*기록 목록*
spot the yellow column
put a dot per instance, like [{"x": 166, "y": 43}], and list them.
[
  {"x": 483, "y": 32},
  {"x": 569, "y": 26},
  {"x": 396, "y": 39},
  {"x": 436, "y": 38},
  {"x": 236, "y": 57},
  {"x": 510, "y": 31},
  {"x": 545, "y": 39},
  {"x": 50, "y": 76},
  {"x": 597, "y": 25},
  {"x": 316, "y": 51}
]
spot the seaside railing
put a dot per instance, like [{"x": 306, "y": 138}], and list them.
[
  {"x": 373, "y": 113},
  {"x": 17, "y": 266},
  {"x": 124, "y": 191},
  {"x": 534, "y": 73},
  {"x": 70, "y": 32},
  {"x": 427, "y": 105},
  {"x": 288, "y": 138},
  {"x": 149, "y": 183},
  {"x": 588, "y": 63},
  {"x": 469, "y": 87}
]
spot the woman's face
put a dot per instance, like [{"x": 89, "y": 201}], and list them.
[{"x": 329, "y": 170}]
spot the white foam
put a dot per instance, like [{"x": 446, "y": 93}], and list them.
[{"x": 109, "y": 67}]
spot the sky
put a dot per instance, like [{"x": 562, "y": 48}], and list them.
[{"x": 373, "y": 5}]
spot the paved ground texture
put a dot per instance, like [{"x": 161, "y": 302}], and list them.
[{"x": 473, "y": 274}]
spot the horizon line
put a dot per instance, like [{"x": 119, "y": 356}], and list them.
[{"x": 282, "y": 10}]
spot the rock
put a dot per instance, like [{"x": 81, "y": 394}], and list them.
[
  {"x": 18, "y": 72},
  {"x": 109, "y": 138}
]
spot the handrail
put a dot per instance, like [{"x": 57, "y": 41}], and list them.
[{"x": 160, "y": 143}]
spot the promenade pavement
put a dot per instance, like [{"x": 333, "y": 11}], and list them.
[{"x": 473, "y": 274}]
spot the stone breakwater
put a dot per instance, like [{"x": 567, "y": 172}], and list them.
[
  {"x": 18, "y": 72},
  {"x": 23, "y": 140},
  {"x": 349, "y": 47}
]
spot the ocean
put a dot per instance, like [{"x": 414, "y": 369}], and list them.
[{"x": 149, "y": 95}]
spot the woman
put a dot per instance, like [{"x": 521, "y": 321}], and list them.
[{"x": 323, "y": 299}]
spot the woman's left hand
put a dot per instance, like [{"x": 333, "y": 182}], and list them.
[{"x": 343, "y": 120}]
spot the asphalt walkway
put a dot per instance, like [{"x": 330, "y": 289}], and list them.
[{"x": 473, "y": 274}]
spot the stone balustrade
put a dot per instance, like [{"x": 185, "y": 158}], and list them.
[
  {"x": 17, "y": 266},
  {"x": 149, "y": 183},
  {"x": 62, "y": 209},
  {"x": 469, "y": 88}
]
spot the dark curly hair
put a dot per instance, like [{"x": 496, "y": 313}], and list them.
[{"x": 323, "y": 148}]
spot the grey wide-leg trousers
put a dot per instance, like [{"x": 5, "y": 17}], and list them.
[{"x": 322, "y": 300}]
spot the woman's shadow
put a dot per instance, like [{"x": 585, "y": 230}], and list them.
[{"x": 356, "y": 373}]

*주어진 요청*
기록에서 "spot the asphalt walkway"이 들어 있는 줄부터 기록의 끝까지, 양 끝을 포함한 구간의 줄만 하나도 빼지 말고 다시 써 주세요. 이때 답에 나온 좌표의 x 값과 y 값은 모두 12씩 더해 옮깁니다.

*전체 응답*
spot the asphalt walkway
put a dot per instance, like [{"x": 330, "y": 289}], and list them.
[{"x": 485, "y": 286}]
spot the stone balustrade
put a dot per instance, like [{"x": 185, "y": 158}], and list them.
[
  {"x": 29, "y": 278},
  {"x": 161, "y": 195},
  {"x": 74, "y": 221},
  {"x": 481, "y": 100}
]
spot the dark curly hair
put a dot per instance, like [{"x": 496, "y": 313}], and list them.
[{"x": 335, "y": 160}]
spot the grey wide-leg trousers
put a dot per instance, like [{"x": 5, "y": 17}], and list them.
[{"x": 334, "y": 312}]
spot the woman's shadow
put a dot per instance, like [{"x": 585, "y": 230}], and list them.
[{"x": 368, "y": 385}]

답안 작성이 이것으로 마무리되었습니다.